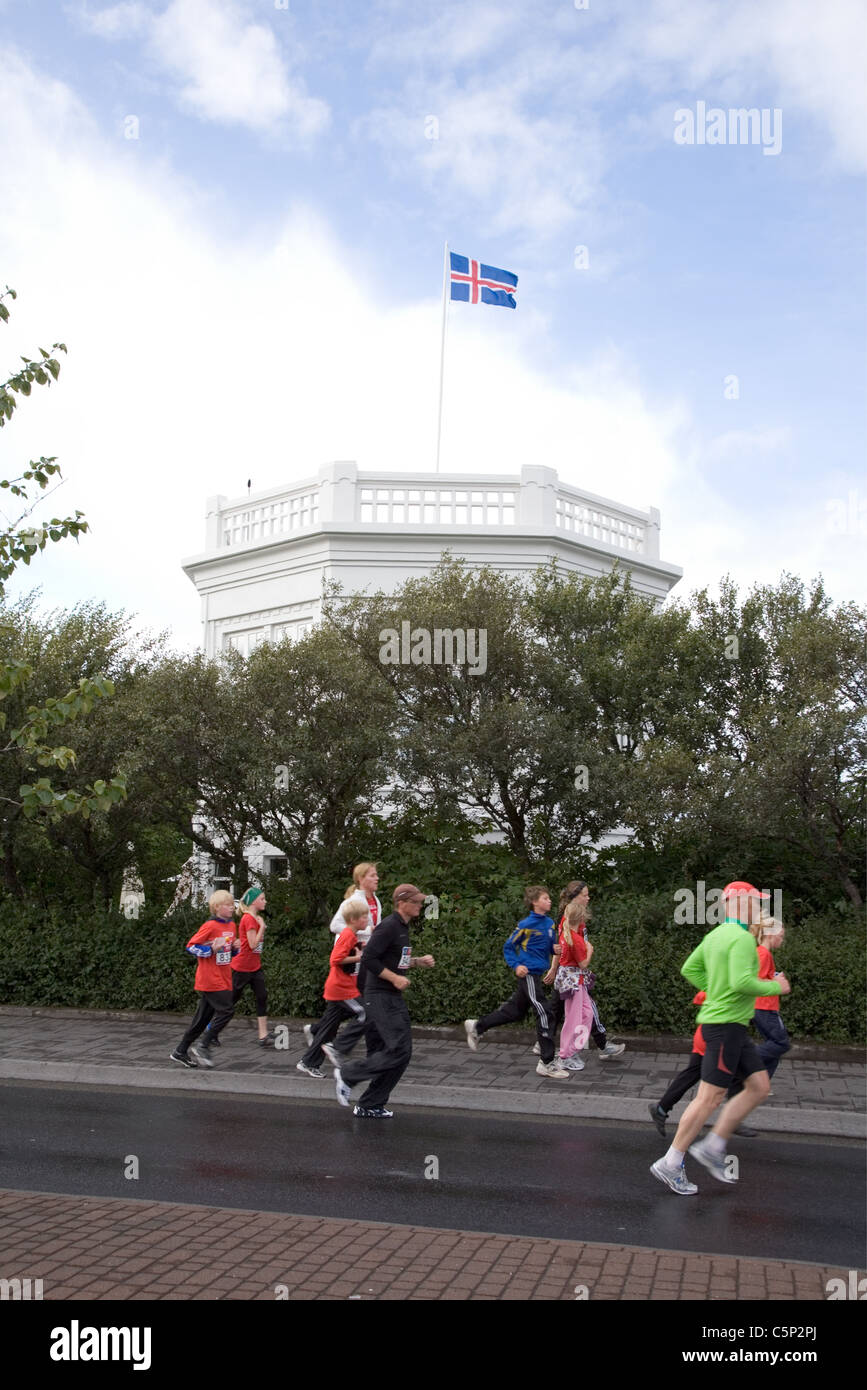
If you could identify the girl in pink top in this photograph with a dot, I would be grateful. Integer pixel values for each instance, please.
(568, 975)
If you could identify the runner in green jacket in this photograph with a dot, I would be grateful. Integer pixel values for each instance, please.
(725, 965)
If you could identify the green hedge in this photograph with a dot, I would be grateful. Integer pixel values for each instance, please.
(103, 961)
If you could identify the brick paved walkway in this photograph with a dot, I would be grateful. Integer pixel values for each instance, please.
(95, 1248)
(810, 1096)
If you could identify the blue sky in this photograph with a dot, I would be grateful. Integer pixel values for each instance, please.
(252, 284)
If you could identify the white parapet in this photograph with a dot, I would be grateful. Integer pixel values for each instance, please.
(267, 555)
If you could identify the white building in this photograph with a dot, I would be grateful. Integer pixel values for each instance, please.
(267, 555)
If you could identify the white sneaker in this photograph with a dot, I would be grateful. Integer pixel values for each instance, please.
(552, 1070)
(713, 1161)
(674, 1178)
(342, 1089)
(571, 1064)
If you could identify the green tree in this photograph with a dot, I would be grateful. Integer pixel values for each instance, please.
(18, 544)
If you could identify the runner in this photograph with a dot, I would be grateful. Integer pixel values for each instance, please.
(386, 957)
(528, 952)
(568, 977)
(725, 965)
(246, 966)
(363, 888)
(577, 888)
(341, 994)
(213, 947)
(775, 1041)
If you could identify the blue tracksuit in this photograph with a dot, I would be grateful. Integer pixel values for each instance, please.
(531, 944)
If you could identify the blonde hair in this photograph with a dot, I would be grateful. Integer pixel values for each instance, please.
(766, 927)
(357, 876)
(573, 918)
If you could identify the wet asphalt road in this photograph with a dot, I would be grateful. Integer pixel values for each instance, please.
(798, 1198)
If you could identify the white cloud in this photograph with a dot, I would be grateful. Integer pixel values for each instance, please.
(228, 68)
(537, 100)
(118, 21)
(197, 362)
(809, 57)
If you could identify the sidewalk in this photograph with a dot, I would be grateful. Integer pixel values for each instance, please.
(812, 1094)
(100, 1248)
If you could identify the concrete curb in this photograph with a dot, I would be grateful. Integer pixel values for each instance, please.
(249, 1084)
(445, 1033)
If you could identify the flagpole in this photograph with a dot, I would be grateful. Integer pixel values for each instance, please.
(442, 352)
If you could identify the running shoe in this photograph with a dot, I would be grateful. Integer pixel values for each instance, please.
(673, 1178)
(553, 1070)
(659, 1116)
(184, 1058)
(713, 1161)
(343, 1090)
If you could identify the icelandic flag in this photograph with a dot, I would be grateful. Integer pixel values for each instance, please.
(474, 282)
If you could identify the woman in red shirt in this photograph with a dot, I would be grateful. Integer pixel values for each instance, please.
(775, 1041)
(246, 966)
(213, 947)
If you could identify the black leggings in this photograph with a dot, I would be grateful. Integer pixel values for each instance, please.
(336, 1012)
(530, 994)
(257, 983)
(216, 1008)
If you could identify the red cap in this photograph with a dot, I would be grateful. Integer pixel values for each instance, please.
(737, 890)
(406, 891)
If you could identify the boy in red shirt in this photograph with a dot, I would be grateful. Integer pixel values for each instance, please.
(213, 945)
(341, 994)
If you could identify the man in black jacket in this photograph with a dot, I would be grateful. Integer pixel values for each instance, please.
(385, 963)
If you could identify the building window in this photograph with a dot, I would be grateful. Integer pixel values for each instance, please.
(221, 875)
(245, 641)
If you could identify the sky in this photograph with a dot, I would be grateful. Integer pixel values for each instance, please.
(234, 213)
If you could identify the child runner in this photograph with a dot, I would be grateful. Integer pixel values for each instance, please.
(577, 888)
(341, 994)
(570, 983)
(213, 947)
(528, 952)
(363, 888)
(246, 966)
(725, 965)
(386, 958)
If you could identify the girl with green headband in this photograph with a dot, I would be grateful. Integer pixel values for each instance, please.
(246, 966)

> Task statement
What is needed is an exact transcription of every entry, minus the pictures.

> Task answer
If you could identify the girl in pink top in this photograph with a dot, I would be grateful. Integer pixel values for each instance, please.
(568, 975)
If you could identify the runner in green jacket in this photograph with a dot, I would be grateful. Integer pixel values for each instance, please.
(725, 965)
If you could identify the green hedge in this photograph with a dot, I would be grateful. Integer pixel values for each instance, please.
(103, 961)
If you could identify the brick paved walkway in this photograph with a dot, I would be grateful. Integer pixel values for each instance, please.
(95, 1248)
(810, 1096)
If you could identify the blue sky in this photograph with a dot, I would be grateful. Integer pixel values for each instance, please.
(252, 284)
If you could identify the white parapet in this photograph with a dot, I would be grateful. Integer pixel values for each instance, please.
(267, 555)
If you could identify the white building in this photograph with a dot, I would be grateful. Integer pixel values for each instance, please.
(267, 555)
If you could identify the white sneaker in this photograph with a dot, I would be grateful. Integer pixel values for each instance, please.
(552, 1070)
(713, 1161)
(674, 1178)
(342, 1089)
(571, 1064)
If you could identify the green tree in this photograph with a dot, I would be grateful. Integer pixel values for each instance, please.
(18, 544)
If you could identify the runner in this photograph with a dot, I would be grateful. Integer pixel values for each instance, please.
(386, 957)
(528, 952)
(568, 977)
(725, 965)
(246, 966)
(363, 888)
(577, 888)
(341, 994)
(213, 947)
(775, 1041)
If you could identify the blue tracksuit in this photograph with a dot, I would be grateful. Integer pixel values for each instance, please.
(531, 944)
If you could identify the blonde hair in this photograph with a dot, I would be grateful. Integer pixel values for each instance, please.
(766, 927)
(357, 876)
(573, 918)
If you could identify the wet asphalt road in this photograph with a dot, I would be grateful. Integer pixel values for each instance, please.
(798, 1198)
If you could identify the white cloud in this photograph with a dot, I would be grateful. Integer pixel values for each instance, please.
(228, 68)
(537, 100)
(118, 21)
(197, 362)
(809, 57)
If you could identify the sidewalk in this photograph with a dot, I would be grateful. Integer pixel values for each instance, please.
(812, 1094)
(100, 1248)
If you could identify the concrete curb in this photograph with a dot, I would be grateful. Integer pixel values for each instance, please.
(249, 1084)
(445, 1033)
If you could identify the flagpole in this photograph with a dot, I would be grateful. Integer pixel values for each instance, please.
(442, 352)
If you could identify the running shoe in this photograph with a dot, I would be grateful. Integer pixel values for each instance, please.
(673, 1178)
(553, 1070)
(659, 1116)
(184, 1058)
(713, 1161)
(343, 1090)
If you could identify the icelandic flag in this photograph with a dot, I would be grateful. Integer pixel values for each instance, please.
(474, 282)
If you could identify the woman in red shirt in this photograph with a dot, I would be grateful. Integer pixel values for each instance, please.
(775, 1041)
(246, 966)
(213, 947)
If you could identify the black leggings in this photograph with a dot, I would be grateful. Integer pixel values for each instance, please.
(336, 1012)
(530, 994)
(257, 983)
(216, 1008)
If you could identify the red cap in this photograph with a dot, I would be grateful. Integer pixel values for each instance, please.
(737, 890)
(406, 891)
If you could identify the boy in red shirt in this photograph with a dot, I would be grateful. Integer pixel values for each instance, please.
(213, 945)
(341, 994)
If you could identify the man in black jacket in this photograph with a dot, I would be grateful. Integer pixel values for each instance, please.
(385, 963)
If you could identify the building window in this photograph with a dot, I would be grateful. Integer pixel values for each instance, please.
(221, 875)
(245, 641)
If you could identify the sky in this photograph with a dot, I would be grateful. Integer pixel values for each instance, please.
(234, 213)
If you could identify the child runner in this photograph with a dot, I would be grateful. Integer pixel values for each instance, please.
(577, 888)
(341, 994)
(570, 983)
(213, 947)
(528, 952)
(363, 888)
(246, 966)
(725, 965)
(386, 958)
If you could identify the girl with green headband in this photograph with a dot, I would be grateful. Integer pixel values for each instance, please.
(246, 966)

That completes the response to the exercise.